* Begin *
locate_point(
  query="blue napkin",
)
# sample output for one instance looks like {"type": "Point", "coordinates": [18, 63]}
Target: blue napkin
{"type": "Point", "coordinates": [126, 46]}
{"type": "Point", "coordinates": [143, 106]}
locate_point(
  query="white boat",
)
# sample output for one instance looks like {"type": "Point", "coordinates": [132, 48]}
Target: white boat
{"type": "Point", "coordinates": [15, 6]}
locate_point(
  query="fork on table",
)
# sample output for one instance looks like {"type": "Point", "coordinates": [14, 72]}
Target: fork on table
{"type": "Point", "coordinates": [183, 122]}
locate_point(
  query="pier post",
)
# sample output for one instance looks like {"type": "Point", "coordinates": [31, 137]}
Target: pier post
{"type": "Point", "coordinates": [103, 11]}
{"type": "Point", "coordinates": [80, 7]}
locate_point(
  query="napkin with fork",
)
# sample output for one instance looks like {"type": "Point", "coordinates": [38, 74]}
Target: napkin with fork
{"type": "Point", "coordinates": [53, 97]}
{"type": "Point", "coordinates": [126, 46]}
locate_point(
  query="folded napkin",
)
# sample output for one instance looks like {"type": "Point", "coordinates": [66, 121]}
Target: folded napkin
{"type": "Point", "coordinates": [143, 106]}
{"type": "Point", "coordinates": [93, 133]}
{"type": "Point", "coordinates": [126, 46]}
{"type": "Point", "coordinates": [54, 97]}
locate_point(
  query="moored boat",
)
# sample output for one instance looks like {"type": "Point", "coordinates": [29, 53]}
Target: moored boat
* End *
Work to do: Copy every line of the records above verbatim.

The completed task:
locate_point(
  query="blue napkin",
)
# sample output for one instance looks like {"type": "Point", "coordinates": [18, 63]}
Target: blue napkin
{"type": "Point", "coordinates": [126, 46]}
{"type": "Point", "coordinates": [143, 106]}
locate_point(
  query="white boat",
)
# sample output for one instance looks like {"type": "Point", "coordinates": [132, 48]}
Target: white boat
{"type": "Point", "coordinates": [15, 6]}
locate_point(
  query="fork on table",
)
# sample output for one instance looks like {"type": "Point", "coordinates": [14, 72]}
Target: fork on table
{"type": "Point", "coordinates": [183, 122]}
locate_point(
  query="pier post",
)
# sample output for one instance looks like {"type": "Point", "coordinates": [31, 137]}
Target: pier post
{"type": "Point", "coordinates": [103, 11]}
{"type": "Point", "coordinates": [80, 7]}
locate_point(
  query="napkin with fork",
)
# sample output for one instance looks like {"type": "Point", "coordinates": [38, 74]}
Target: napkin with fork
{"type": "Point", "coordinates": [53, 97]}
{"type": "Point", "coordinates": [126, 46]}
locate_point(
  query="folded napkin",
)
# sample output for one instance looks like {"type": "Point", "coordinates": [66, 121]}
Target: folded napkin
{"type": "Point", "coordinates": [143, 106]}
{"type": "Point", "coordinates": [93, 133]}
{"type": "Point", "coordinates": [126, 46]}
{"type": "Point", "coordinates": [54, 97]}
locate_point(
  query="moored boat",
)
# sample output for one instance looks like {"type": "Point", "coordinates": [29, 53]}
Target: moored boat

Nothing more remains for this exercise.